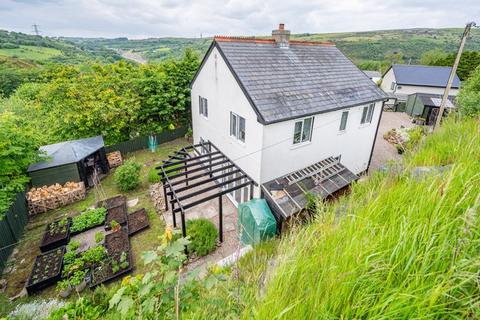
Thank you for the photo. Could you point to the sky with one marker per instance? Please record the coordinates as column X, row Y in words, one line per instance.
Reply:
column 193, row 18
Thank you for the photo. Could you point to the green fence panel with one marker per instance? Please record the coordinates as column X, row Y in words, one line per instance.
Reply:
column 12, row 226
column 141, row 143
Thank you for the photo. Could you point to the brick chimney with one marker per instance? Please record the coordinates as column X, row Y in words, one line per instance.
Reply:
column 281, row 36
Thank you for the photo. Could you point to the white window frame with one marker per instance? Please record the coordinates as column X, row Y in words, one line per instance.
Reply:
column 346, row 112
column 303, row 139
column 203, row 106
column 236, row 124
column 367, row 114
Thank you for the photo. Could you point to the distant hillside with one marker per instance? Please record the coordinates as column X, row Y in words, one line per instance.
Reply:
column 40, row 50
column 359, row 46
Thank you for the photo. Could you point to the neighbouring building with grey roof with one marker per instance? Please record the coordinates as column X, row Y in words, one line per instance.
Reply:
column 401, row 80
column 296, row 116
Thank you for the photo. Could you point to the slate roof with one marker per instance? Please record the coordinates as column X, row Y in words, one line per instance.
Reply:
column 429, row 76
column 304, row 79
column 67, row 152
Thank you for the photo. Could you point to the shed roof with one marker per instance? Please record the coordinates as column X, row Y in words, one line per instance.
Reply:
column 429, row 76
column 302, row 79
column 434, row 100
column 67, row 152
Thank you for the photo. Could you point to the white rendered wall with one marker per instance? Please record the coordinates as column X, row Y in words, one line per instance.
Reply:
column 216, row 83
column 281, row 156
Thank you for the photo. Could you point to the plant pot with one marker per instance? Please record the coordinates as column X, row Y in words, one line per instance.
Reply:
column 66, row 292
column 79, row 288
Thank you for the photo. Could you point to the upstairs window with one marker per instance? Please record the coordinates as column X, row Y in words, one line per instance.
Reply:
column 343, row 121
column 367, row 113
column 302, row 131
column 237, row 126
column 203, row 106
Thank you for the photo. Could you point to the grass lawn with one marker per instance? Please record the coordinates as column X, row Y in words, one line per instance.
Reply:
column 31, row 53
column 28, row 248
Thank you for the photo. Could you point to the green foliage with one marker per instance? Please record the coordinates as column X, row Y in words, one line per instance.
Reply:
column 153, row 176
column 18, row 149
column 469, row 61
column 405, row 246
column 469, row 95
column 73, row 245
column 127, row 176
column 88, row 219
column 203, row 236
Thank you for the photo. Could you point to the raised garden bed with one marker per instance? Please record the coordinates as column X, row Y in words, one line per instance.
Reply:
column 114, row 267
column 116, row 210
column 117, row 242
column 89, row 219
column 57, row 234
column 137, row 221
column 46, row 270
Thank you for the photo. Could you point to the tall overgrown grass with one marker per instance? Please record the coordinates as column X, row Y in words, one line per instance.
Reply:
column 402, row 244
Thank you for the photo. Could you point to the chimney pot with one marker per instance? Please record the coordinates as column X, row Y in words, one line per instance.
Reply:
column 281, row 36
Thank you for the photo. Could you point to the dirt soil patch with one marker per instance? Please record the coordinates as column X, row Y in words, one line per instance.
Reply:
column 46, row 270
column 137, row 221
column 117, row 242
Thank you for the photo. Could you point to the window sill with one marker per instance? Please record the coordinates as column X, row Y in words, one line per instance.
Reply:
column 300, row 145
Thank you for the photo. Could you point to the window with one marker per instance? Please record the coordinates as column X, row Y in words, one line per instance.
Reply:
column 302, row 131
column 367, row 113
column 237, row 126
column 343, row 121
column 203, row 106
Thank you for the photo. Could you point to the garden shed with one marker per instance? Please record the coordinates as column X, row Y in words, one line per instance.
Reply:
column 74, row 160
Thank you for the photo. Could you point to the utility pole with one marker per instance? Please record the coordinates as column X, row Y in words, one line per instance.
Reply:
column 468, row 27
column 35, row 29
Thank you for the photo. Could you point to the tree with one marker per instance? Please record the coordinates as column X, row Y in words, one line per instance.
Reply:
column 469, row 95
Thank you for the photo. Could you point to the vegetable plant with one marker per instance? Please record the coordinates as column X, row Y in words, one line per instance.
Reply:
column 203, row 236
column 127, row 176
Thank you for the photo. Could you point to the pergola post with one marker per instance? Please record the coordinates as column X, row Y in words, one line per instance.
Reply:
column 220, row 218
column 165, row 196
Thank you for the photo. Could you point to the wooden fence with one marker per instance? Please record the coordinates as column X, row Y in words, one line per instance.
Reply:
column 12, row 226
column 141, row 143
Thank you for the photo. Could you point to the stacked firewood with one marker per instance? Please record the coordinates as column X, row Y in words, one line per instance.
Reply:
column 54, row 196
column 114, row 159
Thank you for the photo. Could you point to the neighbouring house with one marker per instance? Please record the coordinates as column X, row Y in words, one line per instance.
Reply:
column 375, row 76
column 298, row 117
column 74, row 160
column 426, row 106
column 401, row 80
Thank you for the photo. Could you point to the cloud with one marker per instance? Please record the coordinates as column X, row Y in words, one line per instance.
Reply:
column 190, row 18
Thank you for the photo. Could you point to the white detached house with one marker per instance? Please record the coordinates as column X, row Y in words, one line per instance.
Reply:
column 296, row 116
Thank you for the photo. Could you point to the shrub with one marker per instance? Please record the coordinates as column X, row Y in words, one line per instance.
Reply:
column 153, row 176
column 127, row 176
column 203, row 236
column 88, row 219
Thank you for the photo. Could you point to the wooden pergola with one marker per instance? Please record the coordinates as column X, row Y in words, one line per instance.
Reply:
column 191, row 171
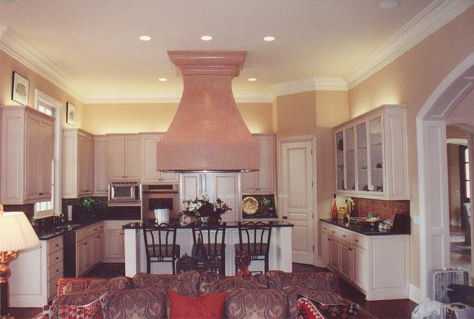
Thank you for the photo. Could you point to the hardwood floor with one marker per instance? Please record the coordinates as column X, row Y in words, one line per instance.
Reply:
column 397, row 309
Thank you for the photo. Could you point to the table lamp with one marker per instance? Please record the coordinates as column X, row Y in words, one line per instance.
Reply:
column 16, row 234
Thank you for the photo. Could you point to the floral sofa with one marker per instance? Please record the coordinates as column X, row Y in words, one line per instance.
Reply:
column 273, row 295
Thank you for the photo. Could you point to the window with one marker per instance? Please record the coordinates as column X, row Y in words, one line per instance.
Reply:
column 48, row 105
column 464, row 162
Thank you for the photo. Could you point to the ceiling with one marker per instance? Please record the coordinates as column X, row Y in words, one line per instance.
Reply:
column 95, row 45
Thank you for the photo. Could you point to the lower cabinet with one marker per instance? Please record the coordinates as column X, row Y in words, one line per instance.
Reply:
column 377, row 265
column 89, row 244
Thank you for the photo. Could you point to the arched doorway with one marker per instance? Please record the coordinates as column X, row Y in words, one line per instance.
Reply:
column 432, row 167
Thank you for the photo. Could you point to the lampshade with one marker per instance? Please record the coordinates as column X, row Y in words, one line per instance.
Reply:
column 16, row 232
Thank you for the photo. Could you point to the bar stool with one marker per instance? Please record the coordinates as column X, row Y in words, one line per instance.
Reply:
column 160, row 245
column 213, row 240
column 254, row 239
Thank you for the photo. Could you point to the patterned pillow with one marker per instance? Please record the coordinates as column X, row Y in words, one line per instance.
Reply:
column 311, row 309
column 93, row 310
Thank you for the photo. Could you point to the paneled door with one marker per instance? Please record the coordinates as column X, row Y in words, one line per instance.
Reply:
column 296, row 194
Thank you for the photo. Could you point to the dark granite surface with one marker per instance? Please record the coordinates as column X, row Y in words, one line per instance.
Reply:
column 277, row 224
column 364, row 229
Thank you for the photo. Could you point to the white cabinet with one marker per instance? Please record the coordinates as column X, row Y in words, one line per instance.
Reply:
column 114, row 240
column 263, row 180
column 35, row 274
column 78, row 163
column 124, row 156
column 89, row 243
column 216, row 185
column 101, row 181
column 363, row 261
column 27, row 155
column 371, row 155
column 149, row 173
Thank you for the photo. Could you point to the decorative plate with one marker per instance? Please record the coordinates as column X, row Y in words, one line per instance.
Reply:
column 250, row 205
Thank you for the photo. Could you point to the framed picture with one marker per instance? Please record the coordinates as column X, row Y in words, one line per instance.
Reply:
column 70, row 114
column 20, row 89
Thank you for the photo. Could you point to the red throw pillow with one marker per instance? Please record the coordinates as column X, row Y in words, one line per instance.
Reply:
column 206, row 306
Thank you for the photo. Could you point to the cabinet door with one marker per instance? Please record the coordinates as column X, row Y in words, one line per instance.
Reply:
column 376, row 155
column 116, row 157
column 33, row 158
column 132, row 157
column 149, row 172
column 340, row 160
column 359, row 277
column 100, row 166
column 46, row 172
column 115, row 245
column 347, row 260
column 266, row 174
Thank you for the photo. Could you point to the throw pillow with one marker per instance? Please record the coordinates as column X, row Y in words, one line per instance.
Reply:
column 311, row 309
column 207, row 306
column 92, row 310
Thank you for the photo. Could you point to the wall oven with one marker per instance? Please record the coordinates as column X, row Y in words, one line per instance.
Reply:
column 160, row 196
column 124, row 193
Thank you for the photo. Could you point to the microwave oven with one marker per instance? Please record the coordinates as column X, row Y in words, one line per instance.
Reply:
column 124, row 193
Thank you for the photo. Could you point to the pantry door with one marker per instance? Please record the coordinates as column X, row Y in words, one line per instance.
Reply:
column 296, row 194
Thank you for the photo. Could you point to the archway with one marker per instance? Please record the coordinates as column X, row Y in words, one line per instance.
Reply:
column 432, row 167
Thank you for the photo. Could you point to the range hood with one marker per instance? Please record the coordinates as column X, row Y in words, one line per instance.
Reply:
column 208, row 133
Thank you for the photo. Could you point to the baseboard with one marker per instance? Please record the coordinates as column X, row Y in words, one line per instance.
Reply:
column 414, row 294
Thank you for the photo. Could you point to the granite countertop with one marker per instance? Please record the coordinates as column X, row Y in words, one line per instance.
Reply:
column 276, row 224
column 361, row 228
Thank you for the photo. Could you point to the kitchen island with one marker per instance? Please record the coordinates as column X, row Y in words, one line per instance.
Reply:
column 280, row 248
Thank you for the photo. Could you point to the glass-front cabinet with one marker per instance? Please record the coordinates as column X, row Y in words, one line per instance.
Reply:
column 371, row 155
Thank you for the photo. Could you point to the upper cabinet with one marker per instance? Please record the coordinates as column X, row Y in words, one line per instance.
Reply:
column 263, row 180
column 27, row 155
column 124, row 156
column 78, row 163
column 371, row 155
column 149, row 173
column 101, row 181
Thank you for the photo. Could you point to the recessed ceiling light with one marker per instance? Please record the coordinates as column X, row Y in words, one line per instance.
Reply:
column 206, row 38
column 145, row 38
column 389, row 4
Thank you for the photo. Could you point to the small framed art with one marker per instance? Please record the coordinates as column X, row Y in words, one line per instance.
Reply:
column 70, row 114
column 20, row 88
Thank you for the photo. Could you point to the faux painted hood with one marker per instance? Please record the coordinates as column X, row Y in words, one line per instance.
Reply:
column 208, row 132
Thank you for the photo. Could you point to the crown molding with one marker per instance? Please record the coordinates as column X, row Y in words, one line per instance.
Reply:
column 308, row 84
column 429, row 20
column 172, row 98
column 13, row 45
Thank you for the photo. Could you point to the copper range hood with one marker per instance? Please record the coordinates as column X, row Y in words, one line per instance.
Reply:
column 208, row 133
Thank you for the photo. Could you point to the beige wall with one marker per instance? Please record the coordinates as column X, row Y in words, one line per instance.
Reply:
column 410, row 80
column 134, row 118
column 9, row 64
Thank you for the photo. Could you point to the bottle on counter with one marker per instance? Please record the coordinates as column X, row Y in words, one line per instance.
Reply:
column 334, row 209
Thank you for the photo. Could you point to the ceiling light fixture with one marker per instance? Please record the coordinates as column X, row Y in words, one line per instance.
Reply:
column 145, row 38
column 389, row 4
column 206, row 38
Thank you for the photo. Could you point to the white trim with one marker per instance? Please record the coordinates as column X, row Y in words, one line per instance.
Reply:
column 12, row 44
column 57, row 152
column 414, row 293
column 170, row 98
column 308, row 84
column 432, row 167
column 429, row 20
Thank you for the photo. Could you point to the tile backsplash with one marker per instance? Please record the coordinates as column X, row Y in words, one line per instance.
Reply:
column 386, row 209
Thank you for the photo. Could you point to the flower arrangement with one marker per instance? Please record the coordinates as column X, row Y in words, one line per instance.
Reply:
column 203, row 207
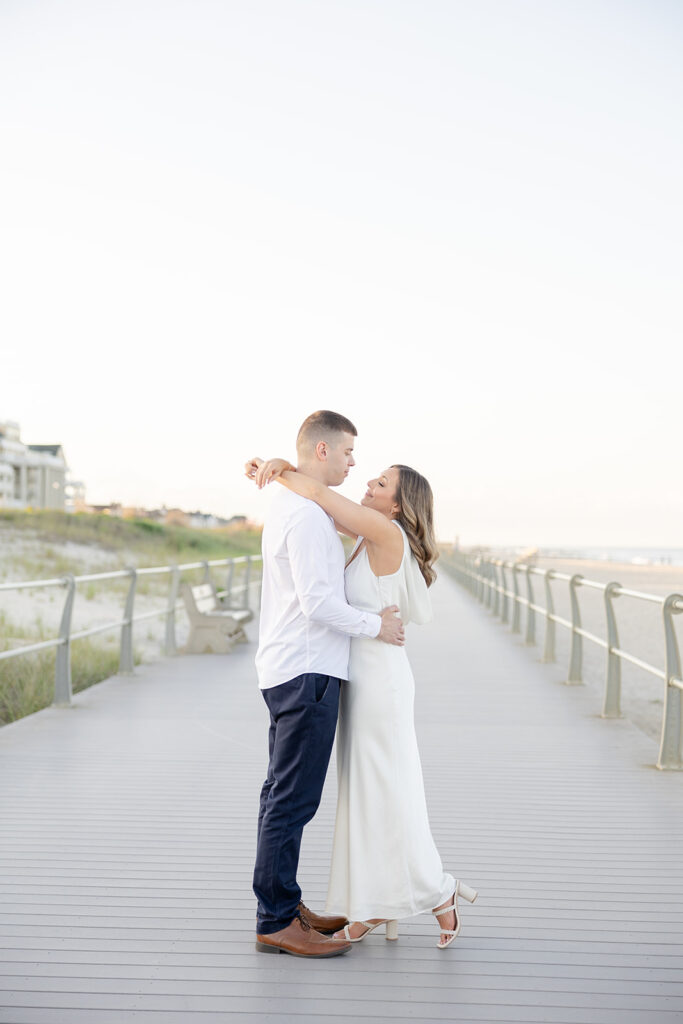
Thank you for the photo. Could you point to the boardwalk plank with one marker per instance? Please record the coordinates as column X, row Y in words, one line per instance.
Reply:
column 128, row 839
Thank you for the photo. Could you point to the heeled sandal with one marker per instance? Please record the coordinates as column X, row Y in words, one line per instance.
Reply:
column 391, row 930
column 467, row 893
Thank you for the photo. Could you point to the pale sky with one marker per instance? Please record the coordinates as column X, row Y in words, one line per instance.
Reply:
column 459, row 223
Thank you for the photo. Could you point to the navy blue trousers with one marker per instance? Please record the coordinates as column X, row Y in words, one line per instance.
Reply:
column 303, row 719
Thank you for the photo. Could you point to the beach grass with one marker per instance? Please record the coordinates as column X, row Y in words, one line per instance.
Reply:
column 139, row 542
column 27, row 683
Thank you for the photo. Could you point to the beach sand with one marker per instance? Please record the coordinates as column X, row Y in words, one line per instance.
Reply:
column 640, row 627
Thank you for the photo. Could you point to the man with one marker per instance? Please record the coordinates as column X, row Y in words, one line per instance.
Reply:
column 302, row 657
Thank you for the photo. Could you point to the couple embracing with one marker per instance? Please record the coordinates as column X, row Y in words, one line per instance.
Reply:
column 331, row 645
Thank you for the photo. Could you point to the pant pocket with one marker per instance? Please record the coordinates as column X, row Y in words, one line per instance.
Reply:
column 323, row 684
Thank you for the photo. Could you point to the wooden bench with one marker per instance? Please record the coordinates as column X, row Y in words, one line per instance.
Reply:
column 212, row 627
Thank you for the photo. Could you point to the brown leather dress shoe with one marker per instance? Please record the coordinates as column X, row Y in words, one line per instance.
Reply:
column 299, row 939
column 325, row 923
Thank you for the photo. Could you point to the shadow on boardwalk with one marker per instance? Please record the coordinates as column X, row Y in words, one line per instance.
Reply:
column 128, row 827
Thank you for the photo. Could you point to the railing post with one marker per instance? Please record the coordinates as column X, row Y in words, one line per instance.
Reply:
column 505, row 616
column 62, row 690
column 530, row 614
column 489, row 586
column 515, row 600
column 549, row 645
column 497, row 591
column 612, row 702
column 126, row 666
column 228, row 585
column 247, row 582
column 577, row 650
column 670, row 751
column 169, row 644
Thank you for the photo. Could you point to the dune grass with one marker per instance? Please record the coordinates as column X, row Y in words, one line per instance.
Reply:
column 27, row 683
column 142, row 542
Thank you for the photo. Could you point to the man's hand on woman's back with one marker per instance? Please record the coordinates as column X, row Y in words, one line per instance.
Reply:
column 392, row 630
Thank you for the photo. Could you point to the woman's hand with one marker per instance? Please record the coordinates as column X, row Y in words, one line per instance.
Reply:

------------

• _REQUIRED WORK_: Copy out, exactly and alone, the lines of the entries above between the ones holding "Thank you for the photo. Could you point to the navy" and "the man with", inclusive.

• _ANSWER TO THIS PROBLEM_:
Thank you for the photo. Could you point to the navy blue trousers with one marker per instance? Please record the coordinates as column X, row Y in words, one line per instance.
Reply:
column 303, row 719
Thank you for the photo. Could you point to the beach grass with one marker per instance? Please record the coordinates as column X, row Y in words, one line per instance.
Reply:
column 139, row 542
column 27, row 683
Thank you for the photo. Could you point to the beach sand with one marker per instance? Please record the coordinates as column X, row Y in words, one line per instance.
Reply:
column 640, row 627
Thank you for the photo. Could you point to the man with one marker per instance? Please record the coordinates as column X, row Y in words, one line per instance.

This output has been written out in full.